## Stated exercise
Can you write out again the part of the listing that opens with the line containing "the white sneaker" and closes with the line containing "[973,273,1057,446]", both lines included, keeping the request lines as they are but raising every bounding-box coordinate by 105?

============================================================

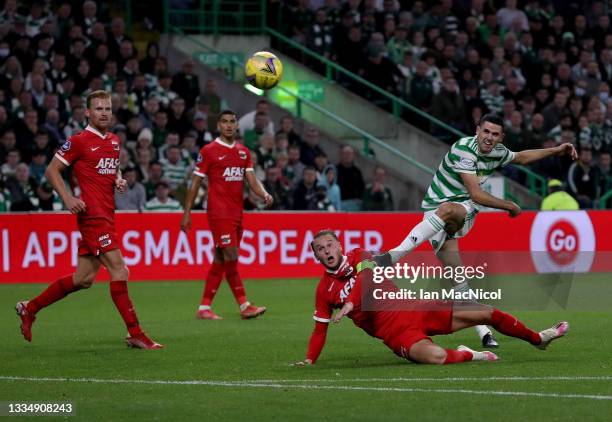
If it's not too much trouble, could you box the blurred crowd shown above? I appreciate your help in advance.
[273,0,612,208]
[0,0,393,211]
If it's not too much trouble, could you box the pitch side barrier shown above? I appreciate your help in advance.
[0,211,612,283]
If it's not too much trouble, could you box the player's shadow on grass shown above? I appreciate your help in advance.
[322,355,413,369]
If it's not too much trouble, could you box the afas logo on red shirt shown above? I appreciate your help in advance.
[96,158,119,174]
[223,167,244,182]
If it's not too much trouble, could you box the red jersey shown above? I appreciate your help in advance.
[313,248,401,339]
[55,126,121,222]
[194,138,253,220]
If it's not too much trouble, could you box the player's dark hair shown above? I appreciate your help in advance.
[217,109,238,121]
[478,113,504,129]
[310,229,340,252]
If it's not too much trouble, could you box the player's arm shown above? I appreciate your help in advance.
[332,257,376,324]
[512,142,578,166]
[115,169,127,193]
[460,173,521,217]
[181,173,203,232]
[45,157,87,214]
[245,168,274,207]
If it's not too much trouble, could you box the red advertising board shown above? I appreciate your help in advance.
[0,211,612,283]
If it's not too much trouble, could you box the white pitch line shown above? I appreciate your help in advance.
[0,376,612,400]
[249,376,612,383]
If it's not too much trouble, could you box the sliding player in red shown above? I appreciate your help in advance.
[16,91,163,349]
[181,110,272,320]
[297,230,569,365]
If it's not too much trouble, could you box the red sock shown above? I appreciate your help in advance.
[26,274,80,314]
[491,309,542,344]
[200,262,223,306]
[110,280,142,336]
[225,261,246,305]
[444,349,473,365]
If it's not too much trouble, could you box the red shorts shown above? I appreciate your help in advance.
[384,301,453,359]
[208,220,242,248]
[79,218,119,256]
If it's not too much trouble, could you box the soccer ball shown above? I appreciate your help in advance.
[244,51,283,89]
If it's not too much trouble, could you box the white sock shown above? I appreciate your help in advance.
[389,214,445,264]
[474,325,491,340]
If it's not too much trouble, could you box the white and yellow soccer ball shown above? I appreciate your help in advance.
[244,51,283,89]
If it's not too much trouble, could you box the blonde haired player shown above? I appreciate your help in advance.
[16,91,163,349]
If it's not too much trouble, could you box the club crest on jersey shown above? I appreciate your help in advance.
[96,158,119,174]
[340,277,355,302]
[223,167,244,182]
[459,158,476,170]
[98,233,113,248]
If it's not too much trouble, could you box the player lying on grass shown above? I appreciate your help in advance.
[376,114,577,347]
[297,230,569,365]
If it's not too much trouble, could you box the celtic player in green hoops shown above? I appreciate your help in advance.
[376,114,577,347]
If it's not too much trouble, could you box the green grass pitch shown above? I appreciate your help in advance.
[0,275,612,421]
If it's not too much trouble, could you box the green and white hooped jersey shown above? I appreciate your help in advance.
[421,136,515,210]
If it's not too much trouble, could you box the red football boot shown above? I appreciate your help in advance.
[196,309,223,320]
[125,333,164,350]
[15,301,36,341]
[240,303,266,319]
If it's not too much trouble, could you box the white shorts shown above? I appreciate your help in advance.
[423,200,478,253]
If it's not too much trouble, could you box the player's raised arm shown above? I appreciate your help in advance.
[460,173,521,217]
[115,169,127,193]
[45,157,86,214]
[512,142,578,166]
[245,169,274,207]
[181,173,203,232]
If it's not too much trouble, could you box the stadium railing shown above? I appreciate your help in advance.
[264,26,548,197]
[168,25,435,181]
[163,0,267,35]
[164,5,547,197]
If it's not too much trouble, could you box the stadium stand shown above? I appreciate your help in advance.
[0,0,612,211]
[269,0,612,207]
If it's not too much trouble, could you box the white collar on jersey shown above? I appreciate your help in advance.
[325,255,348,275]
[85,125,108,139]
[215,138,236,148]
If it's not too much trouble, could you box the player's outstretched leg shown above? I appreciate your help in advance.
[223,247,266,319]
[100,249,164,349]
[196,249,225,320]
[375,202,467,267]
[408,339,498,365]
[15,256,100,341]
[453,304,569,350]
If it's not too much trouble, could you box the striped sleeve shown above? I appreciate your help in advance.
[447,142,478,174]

============================================================

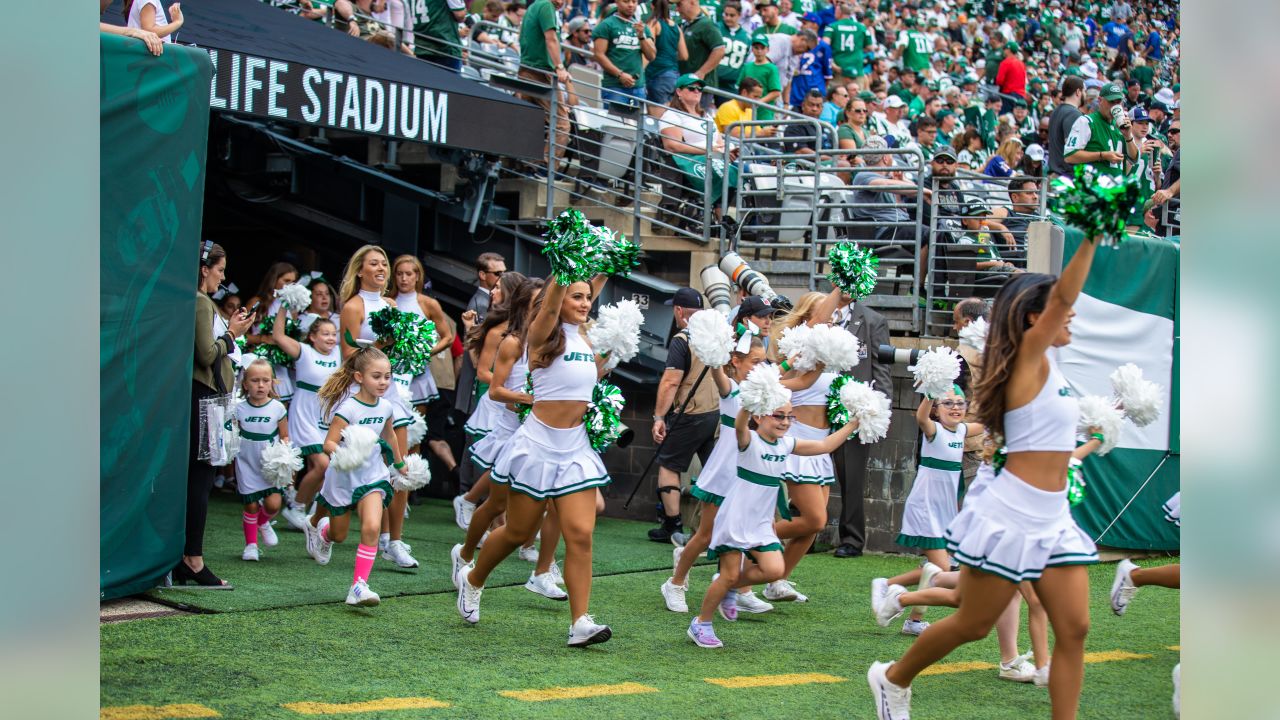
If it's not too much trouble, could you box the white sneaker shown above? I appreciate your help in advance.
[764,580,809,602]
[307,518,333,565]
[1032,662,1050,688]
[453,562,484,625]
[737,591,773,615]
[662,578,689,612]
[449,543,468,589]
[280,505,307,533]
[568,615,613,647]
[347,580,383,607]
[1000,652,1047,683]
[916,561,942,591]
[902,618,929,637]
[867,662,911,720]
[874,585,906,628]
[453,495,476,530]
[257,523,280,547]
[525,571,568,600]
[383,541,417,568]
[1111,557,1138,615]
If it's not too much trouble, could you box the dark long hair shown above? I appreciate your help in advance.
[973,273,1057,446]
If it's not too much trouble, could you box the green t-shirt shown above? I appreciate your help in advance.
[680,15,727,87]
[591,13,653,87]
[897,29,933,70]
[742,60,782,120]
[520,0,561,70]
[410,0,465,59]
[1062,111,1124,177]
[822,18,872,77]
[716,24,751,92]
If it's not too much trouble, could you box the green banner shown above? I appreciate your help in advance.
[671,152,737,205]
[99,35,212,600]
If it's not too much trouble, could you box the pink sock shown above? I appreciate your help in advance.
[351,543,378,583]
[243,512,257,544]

============================================================

## Expected answer
If it's not too much trouble, could you box the white sneaker shown above? I appreciate your help in advance.
[869,685,914,707]
[412,623,438,670]
[1137,767,1155,793]
[558,667,589,730]
[842,696,878,720]
[767,683,794,717]
[554,648,573,694]
[385,610,412,638]
[673,720,718,752]
[452,685,488,712]
[1105,757,1152,788]
[1021,666,1047,696]
[1007,723,1034,742]
[972,767,1016,825]
[979,690,1011,733]
[558,600,581,635]
[362,628,385,652]
[630,676,673,705]
[488,646,522,673]
[1216,662,1243,720]
If it's not too much trouble, could you box the dark long hair shown above? I appreciate your help in advance.
[1078,378,1162,551]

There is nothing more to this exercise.